Acclaim: How would you describe HERoes Act 2?

Sampa: Very self-explanatory and a step towards a new phase in my life, where I’m looking at new music, growing, sharing the growth, and moving forward.

Being your own hero is an empowering concept. What exactly does being a hero mean to you?

Being a hero in this context, is being who you wanted to be when you were younger, being the person who told you that it was okay to be you, and that you were enough. And so, in reflecting that onto yourself and being that, then you’re being your own hero.

You collaborated with Estelle and Rahki on all three tracks on the new EP, can you tell me about the recording process and what it was like to work with them?

Oh, it was surreal! I reached Paris and went straight to the studio. I thought I’d have a day to get ready, to get my mind ready to meet Estelle and Rahki. But yeah, met with Rahki and then Estelle came by and I was just like, “Oh.”

For the first two days I was really, really shy, I could feel myself shrinking because of who they were, and I wasn’t even offering any of my opinions. Estelle was like, “you’re gonna have to feel uncomfortable.” So I asked Rahki to give me a beat so I could write…and I started writing. I remember going back early in the morning before everyone. They walked in mid-session, started listening and were like, “Yeah!”

I really had to just convince myself. Sometimes you have to until your mind actually gets it— that you are enough—that I was enough for that studio session. As soon as I put that away and remembered who I was… I just started expressing myself.

So much has happened in a few short years for you. Looking back, how do you think you’ve evolved as an artist since The Great Mixtape?

I’ve only recently caught up with everything because as it was happening I was trying to get it through my head. It’s thanks to the team I had at the time for that amazing push. In retrospect: I didn’t really know the direction I wanted to go—I just knew that I wanted to do this. I didn’t really know what type of artist I wanted to be, I didn’t know what sound I wanted, and I didn’t really have the confidence in myself. Now I’ve got the confidence that I didn’t have and I have the experience. Now I have a hunger and passion for the experience of going on the stage and seeing 1000 people and being like, ‘Okay let’s do this’ and just really experiencing it.

◆ Dataset extract ◆

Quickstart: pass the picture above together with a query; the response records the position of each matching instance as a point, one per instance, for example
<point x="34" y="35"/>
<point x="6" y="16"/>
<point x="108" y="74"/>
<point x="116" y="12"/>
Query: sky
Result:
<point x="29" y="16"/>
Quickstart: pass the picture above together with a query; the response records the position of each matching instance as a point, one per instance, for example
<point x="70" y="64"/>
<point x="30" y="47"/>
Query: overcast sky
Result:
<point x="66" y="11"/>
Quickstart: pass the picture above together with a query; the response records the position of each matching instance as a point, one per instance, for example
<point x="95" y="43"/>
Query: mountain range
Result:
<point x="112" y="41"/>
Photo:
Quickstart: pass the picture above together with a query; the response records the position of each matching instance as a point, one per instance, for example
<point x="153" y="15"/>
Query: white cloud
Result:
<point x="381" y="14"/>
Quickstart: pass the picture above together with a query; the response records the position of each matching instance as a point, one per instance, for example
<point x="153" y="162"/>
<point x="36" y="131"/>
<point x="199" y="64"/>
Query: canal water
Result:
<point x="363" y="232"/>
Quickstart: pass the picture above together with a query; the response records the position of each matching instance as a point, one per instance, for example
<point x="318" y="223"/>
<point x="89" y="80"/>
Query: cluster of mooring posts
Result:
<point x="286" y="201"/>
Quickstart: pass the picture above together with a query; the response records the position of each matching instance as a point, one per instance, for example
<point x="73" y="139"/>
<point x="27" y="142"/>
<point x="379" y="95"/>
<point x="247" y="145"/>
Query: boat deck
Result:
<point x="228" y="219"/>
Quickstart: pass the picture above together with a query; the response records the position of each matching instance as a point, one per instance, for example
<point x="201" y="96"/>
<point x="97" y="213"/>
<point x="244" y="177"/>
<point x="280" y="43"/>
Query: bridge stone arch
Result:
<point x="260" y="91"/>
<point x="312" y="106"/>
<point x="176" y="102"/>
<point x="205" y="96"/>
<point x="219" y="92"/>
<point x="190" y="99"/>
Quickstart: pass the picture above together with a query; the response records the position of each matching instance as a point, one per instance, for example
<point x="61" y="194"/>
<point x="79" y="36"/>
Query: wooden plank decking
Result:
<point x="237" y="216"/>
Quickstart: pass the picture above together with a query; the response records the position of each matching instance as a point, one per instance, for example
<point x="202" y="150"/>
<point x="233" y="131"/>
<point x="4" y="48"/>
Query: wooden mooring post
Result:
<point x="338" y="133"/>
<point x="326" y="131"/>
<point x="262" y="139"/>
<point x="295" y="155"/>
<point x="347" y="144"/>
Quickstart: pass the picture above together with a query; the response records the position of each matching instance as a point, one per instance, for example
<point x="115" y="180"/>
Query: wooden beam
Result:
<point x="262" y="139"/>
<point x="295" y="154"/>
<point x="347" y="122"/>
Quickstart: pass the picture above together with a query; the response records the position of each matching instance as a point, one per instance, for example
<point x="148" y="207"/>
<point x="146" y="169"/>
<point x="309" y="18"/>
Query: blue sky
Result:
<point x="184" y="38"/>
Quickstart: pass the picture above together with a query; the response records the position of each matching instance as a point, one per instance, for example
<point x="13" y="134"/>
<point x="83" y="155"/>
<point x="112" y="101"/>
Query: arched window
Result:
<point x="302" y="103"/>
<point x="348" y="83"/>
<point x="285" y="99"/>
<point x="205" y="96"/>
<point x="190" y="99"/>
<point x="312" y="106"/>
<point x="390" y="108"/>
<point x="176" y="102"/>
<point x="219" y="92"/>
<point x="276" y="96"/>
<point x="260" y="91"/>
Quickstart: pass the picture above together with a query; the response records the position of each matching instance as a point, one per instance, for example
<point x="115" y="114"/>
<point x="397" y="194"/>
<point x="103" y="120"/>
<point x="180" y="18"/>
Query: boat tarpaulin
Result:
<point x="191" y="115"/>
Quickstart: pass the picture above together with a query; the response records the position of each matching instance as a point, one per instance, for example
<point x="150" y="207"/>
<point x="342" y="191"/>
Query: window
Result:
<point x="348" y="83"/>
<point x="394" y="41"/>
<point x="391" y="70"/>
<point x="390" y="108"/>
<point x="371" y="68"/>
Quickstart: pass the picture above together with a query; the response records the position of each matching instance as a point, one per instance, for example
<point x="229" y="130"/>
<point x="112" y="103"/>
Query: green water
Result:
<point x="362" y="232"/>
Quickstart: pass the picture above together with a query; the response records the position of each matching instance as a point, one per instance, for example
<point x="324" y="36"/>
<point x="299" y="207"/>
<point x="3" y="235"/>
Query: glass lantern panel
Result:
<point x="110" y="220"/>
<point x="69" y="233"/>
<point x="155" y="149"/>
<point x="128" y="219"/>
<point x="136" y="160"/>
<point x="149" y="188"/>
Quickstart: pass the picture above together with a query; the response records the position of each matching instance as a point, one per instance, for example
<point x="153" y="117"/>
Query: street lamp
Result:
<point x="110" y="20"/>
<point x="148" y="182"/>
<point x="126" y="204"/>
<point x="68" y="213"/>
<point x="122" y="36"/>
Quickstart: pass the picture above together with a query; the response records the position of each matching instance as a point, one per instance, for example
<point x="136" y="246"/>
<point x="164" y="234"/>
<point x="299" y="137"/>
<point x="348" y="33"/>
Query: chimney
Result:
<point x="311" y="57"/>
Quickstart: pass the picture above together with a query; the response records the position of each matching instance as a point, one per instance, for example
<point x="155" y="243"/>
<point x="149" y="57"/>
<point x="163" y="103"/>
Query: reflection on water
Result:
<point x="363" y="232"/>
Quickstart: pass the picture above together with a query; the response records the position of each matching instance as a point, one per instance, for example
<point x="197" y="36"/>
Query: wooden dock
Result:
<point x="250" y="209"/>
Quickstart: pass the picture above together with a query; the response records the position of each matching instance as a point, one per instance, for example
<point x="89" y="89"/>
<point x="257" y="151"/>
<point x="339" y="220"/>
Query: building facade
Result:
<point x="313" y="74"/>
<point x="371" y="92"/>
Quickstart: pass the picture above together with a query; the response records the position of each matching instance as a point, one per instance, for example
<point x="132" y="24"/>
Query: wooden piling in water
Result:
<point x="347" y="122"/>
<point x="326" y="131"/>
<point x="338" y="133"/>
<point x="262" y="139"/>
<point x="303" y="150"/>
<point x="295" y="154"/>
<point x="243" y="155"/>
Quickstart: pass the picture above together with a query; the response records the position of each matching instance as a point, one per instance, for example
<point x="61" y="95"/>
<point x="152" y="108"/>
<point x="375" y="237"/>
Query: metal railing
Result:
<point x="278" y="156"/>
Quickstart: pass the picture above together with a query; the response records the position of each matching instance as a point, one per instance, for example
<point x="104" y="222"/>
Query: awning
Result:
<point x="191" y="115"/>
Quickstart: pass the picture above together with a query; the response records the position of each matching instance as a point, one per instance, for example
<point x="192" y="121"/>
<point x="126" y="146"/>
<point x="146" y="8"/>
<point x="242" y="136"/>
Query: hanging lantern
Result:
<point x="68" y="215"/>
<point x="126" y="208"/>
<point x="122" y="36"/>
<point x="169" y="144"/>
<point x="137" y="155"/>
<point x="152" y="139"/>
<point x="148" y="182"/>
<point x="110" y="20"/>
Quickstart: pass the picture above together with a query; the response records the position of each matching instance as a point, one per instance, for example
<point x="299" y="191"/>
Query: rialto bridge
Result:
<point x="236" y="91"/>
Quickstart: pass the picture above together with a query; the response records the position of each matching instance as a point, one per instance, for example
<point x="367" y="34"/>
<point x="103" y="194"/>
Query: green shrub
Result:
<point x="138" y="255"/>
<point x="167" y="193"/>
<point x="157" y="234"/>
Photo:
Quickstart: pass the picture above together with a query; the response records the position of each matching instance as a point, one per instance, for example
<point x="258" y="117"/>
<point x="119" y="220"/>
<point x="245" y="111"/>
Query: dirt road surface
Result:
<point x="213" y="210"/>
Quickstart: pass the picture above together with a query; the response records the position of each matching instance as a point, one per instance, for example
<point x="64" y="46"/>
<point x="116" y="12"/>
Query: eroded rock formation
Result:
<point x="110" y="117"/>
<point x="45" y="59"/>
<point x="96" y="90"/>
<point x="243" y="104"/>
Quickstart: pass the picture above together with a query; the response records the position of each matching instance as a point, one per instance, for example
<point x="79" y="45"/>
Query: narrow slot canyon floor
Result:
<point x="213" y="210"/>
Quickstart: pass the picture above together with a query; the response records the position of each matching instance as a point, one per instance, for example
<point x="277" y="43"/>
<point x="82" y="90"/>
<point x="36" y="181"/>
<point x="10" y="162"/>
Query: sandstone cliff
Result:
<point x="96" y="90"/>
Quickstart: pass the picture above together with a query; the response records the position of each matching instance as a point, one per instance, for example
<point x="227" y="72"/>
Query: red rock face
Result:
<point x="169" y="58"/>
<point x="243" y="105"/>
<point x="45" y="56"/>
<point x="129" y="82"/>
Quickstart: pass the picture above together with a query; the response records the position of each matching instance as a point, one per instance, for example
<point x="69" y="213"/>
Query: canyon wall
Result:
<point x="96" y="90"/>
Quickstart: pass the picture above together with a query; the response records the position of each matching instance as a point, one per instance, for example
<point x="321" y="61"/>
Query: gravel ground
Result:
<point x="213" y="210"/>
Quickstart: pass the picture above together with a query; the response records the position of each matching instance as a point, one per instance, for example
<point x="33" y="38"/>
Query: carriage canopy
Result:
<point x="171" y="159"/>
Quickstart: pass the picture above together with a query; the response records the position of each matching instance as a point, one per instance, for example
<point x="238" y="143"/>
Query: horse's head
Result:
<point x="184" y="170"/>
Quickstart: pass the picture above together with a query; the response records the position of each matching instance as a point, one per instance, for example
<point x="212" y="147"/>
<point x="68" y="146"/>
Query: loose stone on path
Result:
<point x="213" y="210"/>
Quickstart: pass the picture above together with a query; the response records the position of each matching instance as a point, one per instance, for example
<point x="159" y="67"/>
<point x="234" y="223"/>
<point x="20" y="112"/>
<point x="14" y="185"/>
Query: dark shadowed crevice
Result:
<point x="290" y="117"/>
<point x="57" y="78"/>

◆ Exercise ◆
Please copy the interview passage starting at "I really had" and ending at "The Great Mixtape?", swapping "convince" for "persuade".

◆ Response to the task ◆
I really had to just persuade myself. Sometimes you have to until your mind actually gets it— that you are enough—that I was enough for that studio session. As soon as I put that away and remembered who I was… I just started expressing myself.

So much has happened in a few short years for you. Looking back, how do you think you’ve evolved as an artist since The Great Mixtape?